> _Written problem_
Output all lines exactly.

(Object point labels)
***

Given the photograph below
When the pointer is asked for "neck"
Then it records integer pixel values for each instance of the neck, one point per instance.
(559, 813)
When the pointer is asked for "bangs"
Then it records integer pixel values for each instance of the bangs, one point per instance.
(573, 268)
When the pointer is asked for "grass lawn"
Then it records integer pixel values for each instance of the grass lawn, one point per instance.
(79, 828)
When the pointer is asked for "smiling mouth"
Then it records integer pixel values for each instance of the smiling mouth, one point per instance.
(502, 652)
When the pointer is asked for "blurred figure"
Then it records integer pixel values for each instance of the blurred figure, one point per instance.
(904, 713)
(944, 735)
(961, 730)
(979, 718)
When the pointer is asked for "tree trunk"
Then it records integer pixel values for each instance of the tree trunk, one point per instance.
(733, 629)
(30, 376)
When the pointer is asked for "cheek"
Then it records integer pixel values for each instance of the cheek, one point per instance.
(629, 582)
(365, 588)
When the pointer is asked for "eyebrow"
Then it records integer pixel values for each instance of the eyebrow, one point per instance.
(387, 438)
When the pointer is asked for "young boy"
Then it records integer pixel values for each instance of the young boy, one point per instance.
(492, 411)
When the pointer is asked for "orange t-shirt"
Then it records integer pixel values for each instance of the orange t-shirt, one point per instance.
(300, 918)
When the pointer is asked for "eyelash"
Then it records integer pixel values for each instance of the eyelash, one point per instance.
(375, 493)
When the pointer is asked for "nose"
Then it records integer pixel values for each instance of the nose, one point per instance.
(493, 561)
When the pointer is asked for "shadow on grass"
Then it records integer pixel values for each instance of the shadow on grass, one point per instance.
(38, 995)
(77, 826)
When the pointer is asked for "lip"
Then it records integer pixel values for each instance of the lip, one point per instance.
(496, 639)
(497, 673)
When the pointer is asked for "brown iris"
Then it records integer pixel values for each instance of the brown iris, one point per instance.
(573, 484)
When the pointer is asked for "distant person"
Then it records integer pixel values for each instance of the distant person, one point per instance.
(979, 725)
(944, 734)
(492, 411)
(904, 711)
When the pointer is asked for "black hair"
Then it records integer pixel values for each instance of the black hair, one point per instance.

***

> _Solution for this exercise_
Given the photograph below
When the pointer is asked for "neck"
Then it records integer pixel values for each instance of the neck, one point per instance.
(559, 813)
When the pointer is asked for "bangs"
Then it records integer pixel values for each instance of the bangs, one point per instance.
(573, 268)
When the pointer is asked for "grass lawn"
Then it records integer pixel values for each instance of the grass lawn, one point per instance.
(79, 828)
When the pointer is asked for "smiling mouth"
Then it records integer pixel values for each instance of the smiling mouth, one point per instance.
(502, 652)
When the pointer is asked for "blurred figure"
Then it records integer pixel values for each instance of the blurred figure, one point per instance.
(904, 713)
(944, 735)
(961, 730)
(979, 718)
When the pointer is asked for "tree trunk"
Then it records integer pixel values for each instance of the tree trunk, one point per instance.
(733, 629)
(30, 376)
When the pointer is asked for "cheek"
Then it records integer pixel values for each instance of the cheek, one point per instance.
(629, 582)
(365, 588)
When the pointer is asked for "eyebrow"
Then it records integer pixel values for each instance of the eyebrow, one point per instance.
(387, 438)
When the pointer is asked for "young boy"
Then it records integer pixel values for each instance of the young boy, one point per instance.
(492, 411)
When the pointer is asked for "orange t-shirt"
Then it records integer pixel values for each instance of the orange t-shirt, one point per instance.
(300, 918)
When the pointer is asked for "eyelash"
Then it records integer pixel values for each instance of the eyelash, one point per instance.
(375, 493)
When the pointer is asked for "nose"
Then it records integer pixel values for each instance of the nose, one point per instance.
(493, 561)
When the pointer is asked for "shadow on grass"
Then it records integer pixel values for each instance of the shadow on grass, one point per instance.
(38, 995)
(77, 826)
When the pointer is asked for "lip"
Then it records integer pixel values for each instance of the lip, one point per instance.
(496, 639)
(497, 673)
When the pointer is asked for "brown iris"
Then it records integer pixel values for each instance of the brown iris, one point per instance.
(573, 484)
When the pointer is asked for "distant person"
Then it records integer pixel values for each instance of the distant person, one point per instance.
(979, 725)
(944, 734)
(492, 411)
(904, 711)
When the pointer is asked for "black hair"
Then it records integer pixel values for each instance of the black hair, one point per instance.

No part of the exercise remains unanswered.